* _Task objective_:
Carry on the news story about Ghana's Minority Caucus and the absence of the country's top leaders, starting right after its last sentence.

* _Text shown_:
Minority Slams Leadership Vacuum, Cites Constitutional Breach 

The Minority Caucus in Parliament strongly condemned what it described as a blatant violation of Ghana’s 1992 Constitution, following the simultaneous absence of the President, Vice President, and Speaker of Parliament from the country, without the formal swearing-in of an Acting President.

In a statement issued on Monday, May 12, 2025, the Minority revealed that all three top officeholders were out of the country at the same time, a situation they argued directly contravene Article 60 of the Constitution. The provision mandates that when both the President and Vice President are unavailable, the Speaker of Parliament must be sworn in to act as President.

At the time, President John Dramani Mahama was attending the African Union Debt Conference in Togo, while Vice President Jane Naana Opoku-Agyeman was in the United Kingdom receiving medical treatment, the Speaker of Parliament, Alban Bagbin, who constitutionally should have stepped in, was also reportedly out of the country.

* _Raw data_:
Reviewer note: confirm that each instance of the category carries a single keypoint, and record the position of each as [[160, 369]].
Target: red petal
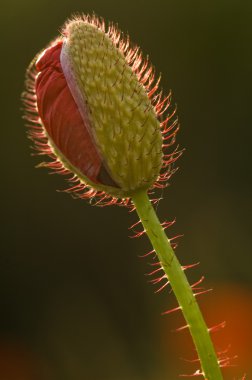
[[61, 117]]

* _Written answer_:
With all the three constitutional leaders unavailable, the next in line, according to the Constitution, would be the Chief Justice. However, Chief Justice Gertrude Torkonoo was then under suspension, which further compounded the leadership vacuum.

The Minority described the situation as a “deliberate and calculated” act, accusing the government of treating the Constitution “as an inconvenience rather than a binding framework.”

The statement, signed by the Minority’s legal counsel, John Darko, warned that such constitutional infractions threaten the foundation of Ghana’s democracy and undermine public trust in the country’s governance structures.